* [Working data]
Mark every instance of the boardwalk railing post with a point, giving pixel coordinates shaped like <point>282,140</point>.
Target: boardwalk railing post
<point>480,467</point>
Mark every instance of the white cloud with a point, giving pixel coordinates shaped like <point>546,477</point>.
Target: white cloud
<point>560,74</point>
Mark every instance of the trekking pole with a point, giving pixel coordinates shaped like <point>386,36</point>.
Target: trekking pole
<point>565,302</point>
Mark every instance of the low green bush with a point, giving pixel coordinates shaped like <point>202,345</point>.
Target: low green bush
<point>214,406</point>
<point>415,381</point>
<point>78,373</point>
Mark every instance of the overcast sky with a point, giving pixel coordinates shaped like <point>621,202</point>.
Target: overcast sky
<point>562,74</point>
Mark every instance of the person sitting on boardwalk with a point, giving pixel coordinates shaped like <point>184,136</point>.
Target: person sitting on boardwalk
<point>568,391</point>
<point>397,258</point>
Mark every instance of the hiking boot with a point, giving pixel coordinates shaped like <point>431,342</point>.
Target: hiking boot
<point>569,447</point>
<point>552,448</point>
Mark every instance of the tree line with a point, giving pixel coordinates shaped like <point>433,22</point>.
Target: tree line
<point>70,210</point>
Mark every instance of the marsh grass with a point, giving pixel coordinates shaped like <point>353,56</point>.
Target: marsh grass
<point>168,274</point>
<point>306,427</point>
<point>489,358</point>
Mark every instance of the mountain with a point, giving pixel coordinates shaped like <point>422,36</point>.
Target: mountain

* [Work to be completed] The whole of the data above must be given again, unaltered and complete.

* [Answer space]
Mark every instance of the boardwalk railing post with a point, giving pixel coordinates shaped like <point>282,140</point>.
Target: boardwalk railing post
<point>480,467</point>
Mark every instance of the white cloud with a point, giving pixel coordinates shaped like <point>546,477</point>.
Target: white cloud
<point>560,74</point>
Mark every instance of the trekking pole with a point, giving pixel coordinates shaped like <point>386,36</point>.
Target: trekking pole
<point>565,302</point>
Mark every instance of the low green bush with a point, giving pixel coordinates shaped like <point>202,345</point>.
Target: low green bush
<point>214,406</point>
<point>415,381</point>
<point>78,373</point>
Mark every instance of the overcast sky with a point, giving pixel coordinates shaped like <point>621,202</point>.
Target: overcast sky
<point>562,74</point>
Mark every instance of the person sitting on boardwalk with a point, giving pixel coordinates shaped like <point>184,136</point>.
Target: person sitting on boardwalk
<point>568,391</point>
<point>397,258</point>
Mark every instance of the hiking boot with a point, giving pixel coordinates shaped like <point>431,342</point>.
Target: hiking boot
<point>569,447</point>
<point>552,448</point>
Mark every instance of the tree line with a point, giving pixel coordinates shaped like <point>433,22</point>.
Target: tree line
<point>70,210</point>
Mark every instance of the marsh grass with a point, giving pixel coordinates shaped like <point>353,56</point>.
Target: marsh grass
<point>168,274</point>
<point>306,427</point>
<point>489,358</point>
Mark every instance of the mountain with a point, giving pixel coordinates shaped like <point>422,36</point>.
Target: mountain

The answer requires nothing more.